ENTRIES PROVIDED —
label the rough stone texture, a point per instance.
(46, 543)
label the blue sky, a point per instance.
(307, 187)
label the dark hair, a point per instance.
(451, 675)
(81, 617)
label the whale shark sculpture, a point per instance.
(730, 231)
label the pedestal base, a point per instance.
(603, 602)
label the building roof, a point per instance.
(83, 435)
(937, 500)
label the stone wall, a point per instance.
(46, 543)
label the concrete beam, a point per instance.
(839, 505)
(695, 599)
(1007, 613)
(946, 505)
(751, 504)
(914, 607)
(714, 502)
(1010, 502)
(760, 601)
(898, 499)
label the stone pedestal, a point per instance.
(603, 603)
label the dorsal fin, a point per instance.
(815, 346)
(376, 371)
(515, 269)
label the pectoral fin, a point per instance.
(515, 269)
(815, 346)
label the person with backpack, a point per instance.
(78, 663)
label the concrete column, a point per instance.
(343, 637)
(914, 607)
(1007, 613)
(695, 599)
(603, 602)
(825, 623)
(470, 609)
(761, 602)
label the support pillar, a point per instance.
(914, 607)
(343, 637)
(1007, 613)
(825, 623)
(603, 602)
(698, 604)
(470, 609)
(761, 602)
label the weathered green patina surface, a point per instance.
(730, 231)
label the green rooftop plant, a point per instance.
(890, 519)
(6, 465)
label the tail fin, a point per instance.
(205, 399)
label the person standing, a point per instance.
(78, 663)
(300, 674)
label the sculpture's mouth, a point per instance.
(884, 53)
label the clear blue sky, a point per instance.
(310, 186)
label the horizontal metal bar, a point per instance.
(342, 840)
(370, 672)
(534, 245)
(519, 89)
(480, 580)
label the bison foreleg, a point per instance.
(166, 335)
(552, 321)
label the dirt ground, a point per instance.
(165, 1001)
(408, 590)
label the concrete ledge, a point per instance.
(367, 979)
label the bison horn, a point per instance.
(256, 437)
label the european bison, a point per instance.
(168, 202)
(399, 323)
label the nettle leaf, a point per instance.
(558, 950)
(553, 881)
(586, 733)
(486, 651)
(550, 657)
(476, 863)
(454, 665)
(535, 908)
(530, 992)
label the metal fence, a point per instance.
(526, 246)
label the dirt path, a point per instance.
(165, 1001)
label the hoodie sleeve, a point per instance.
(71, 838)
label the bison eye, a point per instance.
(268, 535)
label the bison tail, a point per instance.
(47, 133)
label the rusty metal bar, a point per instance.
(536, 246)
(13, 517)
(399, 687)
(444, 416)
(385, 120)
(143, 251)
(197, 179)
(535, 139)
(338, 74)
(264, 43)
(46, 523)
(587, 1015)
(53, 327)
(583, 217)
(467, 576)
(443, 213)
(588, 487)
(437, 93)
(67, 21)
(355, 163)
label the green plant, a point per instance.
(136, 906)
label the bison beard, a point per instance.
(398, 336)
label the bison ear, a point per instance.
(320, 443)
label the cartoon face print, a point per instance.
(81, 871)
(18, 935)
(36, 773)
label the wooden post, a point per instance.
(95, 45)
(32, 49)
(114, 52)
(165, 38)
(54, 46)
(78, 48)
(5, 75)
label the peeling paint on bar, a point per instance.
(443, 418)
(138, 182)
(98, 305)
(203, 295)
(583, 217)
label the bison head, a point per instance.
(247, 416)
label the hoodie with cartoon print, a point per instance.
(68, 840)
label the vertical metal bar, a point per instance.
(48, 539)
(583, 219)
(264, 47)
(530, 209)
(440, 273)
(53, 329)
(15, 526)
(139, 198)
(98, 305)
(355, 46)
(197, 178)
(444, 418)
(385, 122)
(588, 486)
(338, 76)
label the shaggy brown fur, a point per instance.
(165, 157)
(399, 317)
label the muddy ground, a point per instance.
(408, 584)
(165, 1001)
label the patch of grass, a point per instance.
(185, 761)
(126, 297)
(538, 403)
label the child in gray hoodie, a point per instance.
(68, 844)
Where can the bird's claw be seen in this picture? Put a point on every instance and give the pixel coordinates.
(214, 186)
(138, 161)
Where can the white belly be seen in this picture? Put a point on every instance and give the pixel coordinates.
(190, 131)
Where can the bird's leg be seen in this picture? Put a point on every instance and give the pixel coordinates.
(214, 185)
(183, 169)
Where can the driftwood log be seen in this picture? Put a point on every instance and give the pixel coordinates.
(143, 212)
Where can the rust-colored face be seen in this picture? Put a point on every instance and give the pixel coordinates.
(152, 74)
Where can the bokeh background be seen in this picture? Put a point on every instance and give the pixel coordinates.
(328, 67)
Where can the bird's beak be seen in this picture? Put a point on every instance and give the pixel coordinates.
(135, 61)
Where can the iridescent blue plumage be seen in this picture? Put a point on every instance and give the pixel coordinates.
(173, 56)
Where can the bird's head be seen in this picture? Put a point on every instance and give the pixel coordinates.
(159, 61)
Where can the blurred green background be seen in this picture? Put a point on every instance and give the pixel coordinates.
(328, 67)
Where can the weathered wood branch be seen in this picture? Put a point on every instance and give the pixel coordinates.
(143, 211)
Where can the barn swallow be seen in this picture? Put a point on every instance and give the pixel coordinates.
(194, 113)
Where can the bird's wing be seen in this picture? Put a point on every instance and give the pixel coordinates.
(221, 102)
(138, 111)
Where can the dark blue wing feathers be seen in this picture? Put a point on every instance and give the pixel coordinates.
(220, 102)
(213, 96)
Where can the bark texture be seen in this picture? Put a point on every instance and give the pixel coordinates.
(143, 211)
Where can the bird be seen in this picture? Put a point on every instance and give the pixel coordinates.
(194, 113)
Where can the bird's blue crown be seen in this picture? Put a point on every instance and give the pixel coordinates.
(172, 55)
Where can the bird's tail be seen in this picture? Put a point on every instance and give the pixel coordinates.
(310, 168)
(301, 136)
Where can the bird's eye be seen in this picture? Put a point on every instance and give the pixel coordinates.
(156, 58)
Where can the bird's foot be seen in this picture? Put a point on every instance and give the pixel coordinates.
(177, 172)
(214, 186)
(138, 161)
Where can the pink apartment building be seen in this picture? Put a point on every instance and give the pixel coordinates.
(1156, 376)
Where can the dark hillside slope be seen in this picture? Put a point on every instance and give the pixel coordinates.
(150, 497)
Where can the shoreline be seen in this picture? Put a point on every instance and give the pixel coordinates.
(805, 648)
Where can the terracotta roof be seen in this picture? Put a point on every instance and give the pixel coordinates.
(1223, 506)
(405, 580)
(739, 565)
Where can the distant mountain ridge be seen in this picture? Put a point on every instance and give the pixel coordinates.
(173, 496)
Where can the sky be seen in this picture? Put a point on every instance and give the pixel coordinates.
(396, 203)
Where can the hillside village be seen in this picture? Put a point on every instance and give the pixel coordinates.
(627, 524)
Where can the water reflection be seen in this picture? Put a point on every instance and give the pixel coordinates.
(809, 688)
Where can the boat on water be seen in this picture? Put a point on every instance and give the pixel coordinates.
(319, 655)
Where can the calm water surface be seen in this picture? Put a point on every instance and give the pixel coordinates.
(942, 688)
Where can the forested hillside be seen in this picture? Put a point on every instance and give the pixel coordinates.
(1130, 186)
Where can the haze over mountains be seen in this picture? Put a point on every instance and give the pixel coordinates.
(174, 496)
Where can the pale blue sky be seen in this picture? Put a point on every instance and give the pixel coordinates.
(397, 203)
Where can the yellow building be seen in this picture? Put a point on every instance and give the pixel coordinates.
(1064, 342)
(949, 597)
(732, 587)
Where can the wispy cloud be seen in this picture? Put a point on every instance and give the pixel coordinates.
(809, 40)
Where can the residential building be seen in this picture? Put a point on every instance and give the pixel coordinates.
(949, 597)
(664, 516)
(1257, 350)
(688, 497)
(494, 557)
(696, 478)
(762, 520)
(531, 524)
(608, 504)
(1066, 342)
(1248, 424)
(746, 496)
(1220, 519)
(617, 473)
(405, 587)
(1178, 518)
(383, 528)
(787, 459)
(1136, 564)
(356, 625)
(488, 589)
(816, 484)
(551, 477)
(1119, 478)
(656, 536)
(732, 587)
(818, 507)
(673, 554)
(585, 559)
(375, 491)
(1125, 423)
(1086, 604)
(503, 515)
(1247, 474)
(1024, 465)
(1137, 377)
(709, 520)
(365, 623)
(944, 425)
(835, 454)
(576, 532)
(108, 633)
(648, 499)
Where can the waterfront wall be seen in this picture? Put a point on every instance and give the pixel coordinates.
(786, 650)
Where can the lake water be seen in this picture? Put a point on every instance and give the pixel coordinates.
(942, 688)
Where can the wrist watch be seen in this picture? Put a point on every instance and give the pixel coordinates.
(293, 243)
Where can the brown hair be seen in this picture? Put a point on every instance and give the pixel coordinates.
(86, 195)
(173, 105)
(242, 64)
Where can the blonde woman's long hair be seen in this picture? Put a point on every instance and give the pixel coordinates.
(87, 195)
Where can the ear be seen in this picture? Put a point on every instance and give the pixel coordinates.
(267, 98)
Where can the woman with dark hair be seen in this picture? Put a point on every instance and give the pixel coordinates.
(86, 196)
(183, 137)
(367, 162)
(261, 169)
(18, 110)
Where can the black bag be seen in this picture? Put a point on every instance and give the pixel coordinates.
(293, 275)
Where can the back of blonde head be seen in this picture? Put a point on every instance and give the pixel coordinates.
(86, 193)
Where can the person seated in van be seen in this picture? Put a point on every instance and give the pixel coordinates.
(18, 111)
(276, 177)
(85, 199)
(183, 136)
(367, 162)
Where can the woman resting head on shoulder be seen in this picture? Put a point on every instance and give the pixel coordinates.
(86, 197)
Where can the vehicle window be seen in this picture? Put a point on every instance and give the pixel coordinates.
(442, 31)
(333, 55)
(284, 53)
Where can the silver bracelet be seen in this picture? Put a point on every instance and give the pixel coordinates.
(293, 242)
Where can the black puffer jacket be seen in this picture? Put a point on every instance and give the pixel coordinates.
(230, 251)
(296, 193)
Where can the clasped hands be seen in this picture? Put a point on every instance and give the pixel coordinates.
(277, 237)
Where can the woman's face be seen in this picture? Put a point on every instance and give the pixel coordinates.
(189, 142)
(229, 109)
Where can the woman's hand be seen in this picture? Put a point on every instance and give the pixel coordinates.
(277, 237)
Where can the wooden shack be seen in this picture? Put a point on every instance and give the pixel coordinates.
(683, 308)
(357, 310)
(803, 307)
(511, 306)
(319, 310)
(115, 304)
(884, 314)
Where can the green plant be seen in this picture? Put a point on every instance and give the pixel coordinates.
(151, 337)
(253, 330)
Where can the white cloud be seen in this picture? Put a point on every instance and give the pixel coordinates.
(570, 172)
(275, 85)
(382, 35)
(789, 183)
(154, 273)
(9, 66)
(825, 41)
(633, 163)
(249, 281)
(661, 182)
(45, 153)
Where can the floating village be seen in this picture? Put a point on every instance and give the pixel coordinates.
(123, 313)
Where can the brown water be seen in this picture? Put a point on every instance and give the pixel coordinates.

WHAT IS EXPECTED — Exact copies of the line with "Where can the floating" and of every later line in the entries make up the whole answer.

WRITTEN SOLUTION —
Where can the floating village be seen in this picture? Put a point on every instance and give the pixel coordinates.
(123, 313)
Where can the brown water be seen in this picture? Put a point on every instance and give the pixel coordinates.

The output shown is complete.